RECORDS FOR PROCESSING:
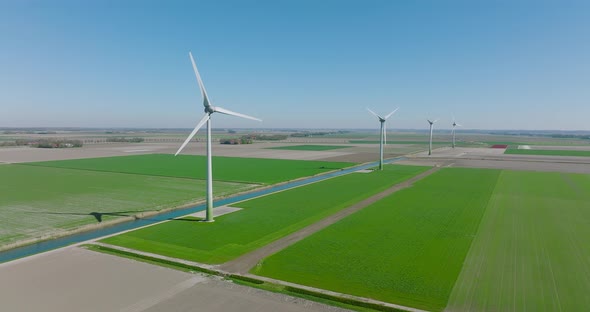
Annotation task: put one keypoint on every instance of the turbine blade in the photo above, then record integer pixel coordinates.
(199, 125)
(395, 110)
(228, 112)
(384, 134)
(375, 114)
(201, 86)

TASK REQUIREMENTS:
Please express all the items above as a two-column CSV with the columns "item" and "answer", one row per item. Put each item's text and its answer in a single quoted field, replace line breaks with spaces, and leave out the pictures.

EXERCISE SOLUTION:
item,answer
"Annotation task: put one keypoint on every instance of the turbine blade in the photo above, then record integer pixel coordinates.","(199, 125) (395, 110) (228, 112) (384, 134) (375, 114) (201, 86)"